### PROBLEM TO SOLVE
Look through the records below and copy each line that includes the word "like".
======== PROVIDED MATERIAL ========
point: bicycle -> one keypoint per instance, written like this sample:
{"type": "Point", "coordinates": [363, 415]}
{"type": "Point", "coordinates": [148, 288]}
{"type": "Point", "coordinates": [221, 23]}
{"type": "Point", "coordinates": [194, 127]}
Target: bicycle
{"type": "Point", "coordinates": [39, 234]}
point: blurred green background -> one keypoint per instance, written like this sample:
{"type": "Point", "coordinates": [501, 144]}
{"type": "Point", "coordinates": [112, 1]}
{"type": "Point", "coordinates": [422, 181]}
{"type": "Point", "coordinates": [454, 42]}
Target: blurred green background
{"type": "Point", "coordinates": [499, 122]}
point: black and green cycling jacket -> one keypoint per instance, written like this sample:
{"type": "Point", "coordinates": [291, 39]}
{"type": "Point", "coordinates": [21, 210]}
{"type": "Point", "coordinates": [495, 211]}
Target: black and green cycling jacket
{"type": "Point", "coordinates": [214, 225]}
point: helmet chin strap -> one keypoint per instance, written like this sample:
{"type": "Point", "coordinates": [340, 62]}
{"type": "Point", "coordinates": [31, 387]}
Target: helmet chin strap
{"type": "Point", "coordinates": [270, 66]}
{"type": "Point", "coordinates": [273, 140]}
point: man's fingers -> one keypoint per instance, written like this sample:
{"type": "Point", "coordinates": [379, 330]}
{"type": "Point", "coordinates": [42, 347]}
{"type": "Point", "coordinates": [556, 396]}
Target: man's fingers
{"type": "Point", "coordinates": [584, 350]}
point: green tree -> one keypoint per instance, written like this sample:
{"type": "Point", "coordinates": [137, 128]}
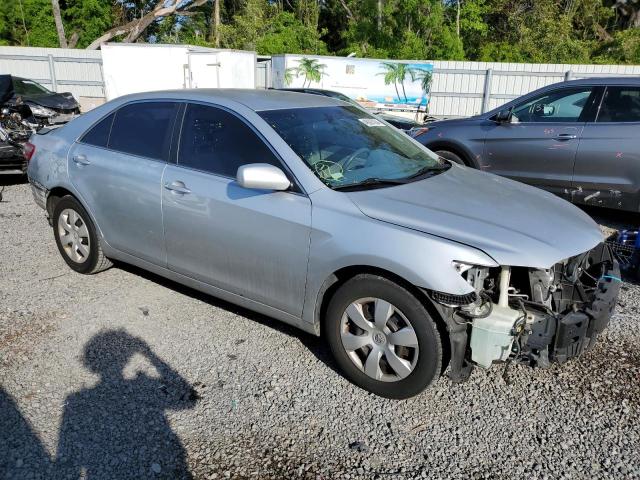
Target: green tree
{"type": "Point", "coordinates": [311, 69]}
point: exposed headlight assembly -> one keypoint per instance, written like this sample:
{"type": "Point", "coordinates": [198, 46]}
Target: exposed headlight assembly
{"type": "Point", "coordinates": [40, 111]}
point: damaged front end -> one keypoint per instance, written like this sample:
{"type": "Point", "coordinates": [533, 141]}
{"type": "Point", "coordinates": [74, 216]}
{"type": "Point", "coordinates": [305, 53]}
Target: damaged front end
{"type": "Point", "coordinates": [531, 316]}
========
### REPLY TO THE EXERCISE
point: bicycle -> one keypoint per instance, written like this sample:
point: blurred green background -> one keypoint per instance, written like this sample:
point: black and green cycling jacket -> one keypoint per instance, written like this sample:
point: helmet chin strap -> one keypoint per instance, written like this sample:
point: man's fingers -> one keypoint per instance, written like this sample:
point: green tree -> one keypoint per instance, written like this sample:
point: exposed headlight assembly -> one keypoint per instance, written like this sample:
point: damaged front end -> one keypoint per instance, written like this sample:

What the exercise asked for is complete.